RECORDS TO PROCESS: Begin
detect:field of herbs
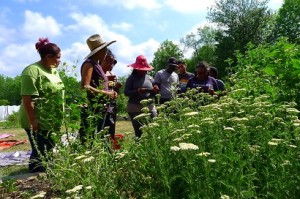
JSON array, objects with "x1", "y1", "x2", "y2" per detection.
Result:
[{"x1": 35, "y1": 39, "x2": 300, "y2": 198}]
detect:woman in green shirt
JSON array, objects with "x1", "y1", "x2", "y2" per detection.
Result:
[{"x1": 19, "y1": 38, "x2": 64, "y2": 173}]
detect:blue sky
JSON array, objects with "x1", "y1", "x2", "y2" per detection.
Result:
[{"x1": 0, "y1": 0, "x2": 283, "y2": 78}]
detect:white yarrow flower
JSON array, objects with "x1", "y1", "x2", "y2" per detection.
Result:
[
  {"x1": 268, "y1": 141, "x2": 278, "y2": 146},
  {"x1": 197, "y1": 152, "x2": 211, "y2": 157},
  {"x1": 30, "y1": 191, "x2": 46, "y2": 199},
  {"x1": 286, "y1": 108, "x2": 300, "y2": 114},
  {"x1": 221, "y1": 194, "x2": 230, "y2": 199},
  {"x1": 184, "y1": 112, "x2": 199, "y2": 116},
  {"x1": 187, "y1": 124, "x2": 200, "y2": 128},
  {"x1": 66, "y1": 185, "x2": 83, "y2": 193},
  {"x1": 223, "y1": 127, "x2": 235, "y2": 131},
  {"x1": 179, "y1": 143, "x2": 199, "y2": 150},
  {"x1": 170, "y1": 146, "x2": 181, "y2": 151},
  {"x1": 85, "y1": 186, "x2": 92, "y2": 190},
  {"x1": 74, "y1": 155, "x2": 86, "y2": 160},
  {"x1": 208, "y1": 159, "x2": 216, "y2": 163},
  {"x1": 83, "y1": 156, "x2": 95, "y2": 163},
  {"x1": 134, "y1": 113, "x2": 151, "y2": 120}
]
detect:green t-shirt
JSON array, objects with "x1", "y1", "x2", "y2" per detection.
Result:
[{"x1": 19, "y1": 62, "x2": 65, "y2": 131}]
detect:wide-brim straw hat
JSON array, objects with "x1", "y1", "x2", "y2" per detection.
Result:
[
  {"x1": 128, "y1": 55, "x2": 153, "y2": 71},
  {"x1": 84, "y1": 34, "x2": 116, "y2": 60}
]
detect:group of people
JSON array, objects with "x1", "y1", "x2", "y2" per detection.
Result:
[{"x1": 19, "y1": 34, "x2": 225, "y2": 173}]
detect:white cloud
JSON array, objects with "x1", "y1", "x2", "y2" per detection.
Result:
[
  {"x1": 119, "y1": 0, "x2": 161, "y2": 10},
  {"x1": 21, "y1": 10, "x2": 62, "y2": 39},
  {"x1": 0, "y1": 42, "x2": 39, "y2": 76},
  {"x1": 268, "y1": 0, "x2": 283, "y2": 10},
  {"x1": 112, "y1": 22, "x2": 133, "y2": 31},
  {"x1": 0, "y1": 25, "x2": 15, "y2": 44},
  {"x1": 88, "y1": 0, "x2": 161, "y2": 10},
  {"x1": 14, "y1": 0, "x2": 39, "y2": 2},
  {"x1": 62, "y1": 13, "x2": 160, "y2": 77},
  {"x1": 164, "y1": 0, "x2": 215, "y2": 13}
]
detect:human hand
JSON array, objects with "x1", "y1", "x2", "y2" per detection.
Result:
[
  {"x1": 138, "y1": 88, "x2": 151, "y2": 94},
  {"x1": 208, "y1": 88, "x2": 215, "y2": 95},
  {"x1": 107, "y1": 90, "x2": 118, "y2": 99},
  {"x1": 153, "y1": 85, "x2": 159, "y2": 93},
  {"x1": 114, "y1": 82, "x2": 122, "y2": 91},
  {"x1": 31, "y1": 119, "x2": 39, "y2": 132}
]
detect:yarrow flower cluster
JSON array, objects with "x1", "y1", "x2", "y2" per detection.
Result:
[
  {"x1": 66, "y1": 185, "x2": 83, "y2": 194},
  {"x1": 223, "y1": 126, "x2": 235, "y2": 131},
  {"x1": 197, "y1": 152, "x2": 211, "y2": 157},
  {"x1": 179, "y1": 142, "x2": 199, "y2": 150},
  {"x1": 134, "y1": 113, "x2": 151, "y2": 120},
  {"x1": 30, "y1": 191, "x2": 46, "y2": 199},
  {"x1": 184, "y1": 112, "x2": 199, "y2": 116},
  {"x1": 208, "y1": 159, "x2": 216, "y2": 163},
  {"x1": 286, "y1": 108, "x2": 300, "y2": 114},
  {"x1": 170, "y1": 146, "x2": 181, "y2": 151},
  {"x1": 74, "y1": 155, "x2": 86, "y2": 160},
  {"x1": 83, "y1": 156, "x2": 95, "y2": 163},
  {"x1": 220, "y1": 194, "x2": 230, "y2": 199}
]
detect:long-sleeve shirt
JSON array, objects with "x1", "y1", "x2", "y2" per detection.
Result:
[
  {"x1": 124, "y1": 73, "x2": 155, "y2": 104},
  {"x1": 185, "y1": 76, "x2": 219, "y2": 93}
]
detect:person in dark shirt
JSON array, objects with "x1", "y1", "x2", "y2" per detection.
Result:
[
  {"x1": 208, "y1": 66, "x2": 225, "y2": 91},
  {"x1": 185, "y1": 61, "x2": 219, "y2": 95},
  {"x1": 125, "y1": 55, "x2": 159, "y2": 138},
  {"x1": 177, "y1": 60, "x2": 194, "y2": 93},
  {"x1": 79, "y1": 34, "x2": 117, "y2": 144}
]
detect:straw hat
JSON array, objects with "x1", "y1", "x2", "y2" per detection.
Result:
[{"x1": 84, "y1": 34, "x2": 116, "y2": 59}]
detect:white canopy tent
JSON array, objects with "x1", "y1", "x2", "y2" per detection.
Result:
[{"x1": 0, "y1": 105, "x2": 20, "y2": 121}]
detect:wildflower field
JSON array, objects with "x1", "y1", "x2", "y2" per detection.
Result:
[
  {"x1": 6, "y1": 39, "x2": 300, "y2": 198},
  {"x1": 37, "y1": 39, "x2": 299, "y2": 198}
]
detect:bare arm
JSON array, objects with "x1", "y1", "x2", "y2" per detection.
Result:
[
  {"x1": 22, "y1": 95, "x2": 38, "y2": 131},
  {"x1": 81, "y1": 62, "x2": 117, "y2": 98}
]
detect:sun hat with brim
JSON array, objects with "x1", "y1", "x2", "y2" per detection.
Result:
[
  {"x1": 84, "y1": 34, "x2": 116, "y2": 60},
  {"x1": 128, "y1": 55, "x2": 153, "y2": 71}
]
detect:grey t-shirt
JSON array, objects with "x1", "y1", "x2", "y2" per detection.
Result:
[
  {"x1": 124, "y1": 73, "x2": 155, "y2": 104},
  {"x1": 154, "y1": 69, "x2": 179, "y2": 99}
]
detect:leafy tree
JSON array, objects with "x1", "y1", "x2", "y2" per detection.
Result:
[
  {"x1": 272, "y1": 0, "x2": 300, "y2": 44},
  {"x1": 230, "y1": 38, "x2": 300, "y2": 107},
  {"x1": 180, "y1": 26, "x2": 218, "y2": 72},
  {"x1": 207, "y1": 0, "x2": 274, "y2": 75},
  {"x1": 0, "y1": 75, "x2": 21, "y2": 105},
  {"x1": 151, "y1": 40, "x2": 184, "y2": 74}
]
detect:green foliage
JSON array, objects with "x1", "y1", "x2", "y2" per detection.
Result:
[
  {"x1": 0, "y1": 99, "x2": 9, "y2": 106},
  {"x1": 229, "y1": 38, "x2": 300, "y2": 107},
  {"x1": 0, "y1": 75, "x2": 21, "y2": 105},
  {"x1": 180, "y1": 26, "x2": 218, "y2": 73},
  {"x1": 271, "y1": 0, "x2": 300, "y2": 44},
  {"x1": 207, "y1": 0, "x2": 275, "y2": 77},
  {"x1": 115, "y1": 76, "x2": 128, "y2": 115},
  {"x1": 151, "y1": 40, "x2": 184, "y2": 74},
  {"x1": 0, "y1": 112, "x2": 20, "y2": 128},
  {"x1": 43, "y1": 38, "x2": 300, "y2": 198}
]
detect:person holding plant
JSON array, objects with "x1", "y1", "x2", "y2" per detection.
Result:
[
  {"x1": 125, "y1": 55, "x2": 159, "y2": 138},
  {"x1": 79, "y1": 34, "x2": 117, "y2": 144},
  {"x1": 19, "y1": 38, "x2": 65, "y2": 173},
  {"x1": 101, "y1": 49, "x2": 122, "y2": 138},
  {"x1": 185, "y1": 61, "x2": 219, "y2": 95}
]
RECORDS TO PROCESS: End
RECORDS TO PROCESS: Begin
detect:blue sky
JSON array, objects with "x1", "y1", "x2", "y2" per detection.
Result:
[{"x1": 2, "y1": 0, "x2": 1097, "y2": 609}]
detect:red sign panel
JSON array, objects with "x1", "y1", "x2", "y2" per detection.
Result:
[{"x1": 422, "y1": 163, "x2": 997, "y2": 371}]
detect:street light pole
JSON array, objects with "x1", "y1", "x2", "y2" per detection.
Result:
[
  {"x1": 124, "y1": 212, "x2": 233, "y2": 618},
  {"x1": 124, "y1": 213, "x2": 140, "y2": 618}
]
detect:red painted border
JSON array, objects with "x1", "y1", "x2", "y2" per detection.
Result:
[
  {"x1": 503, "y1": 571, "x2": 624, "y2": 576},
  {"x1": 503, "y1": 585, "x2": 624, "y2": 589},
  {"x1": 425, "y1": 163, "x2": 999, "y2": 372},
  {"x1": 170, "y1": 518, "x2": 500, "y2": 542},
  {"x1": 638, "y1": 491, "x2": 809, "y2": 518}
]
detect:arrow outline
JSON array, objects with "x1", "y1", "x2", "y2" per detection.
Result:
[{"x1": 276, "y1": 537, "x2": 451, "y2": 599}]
RECORDS TO PROCESS: End
[WHAT YOU NEED TO DO]
From the listing above, copy out each line where the word "white" appears.

[SOLVED PROBLEM]
detect:white yarrow flower
detect:white cloud
detect:white canopy tent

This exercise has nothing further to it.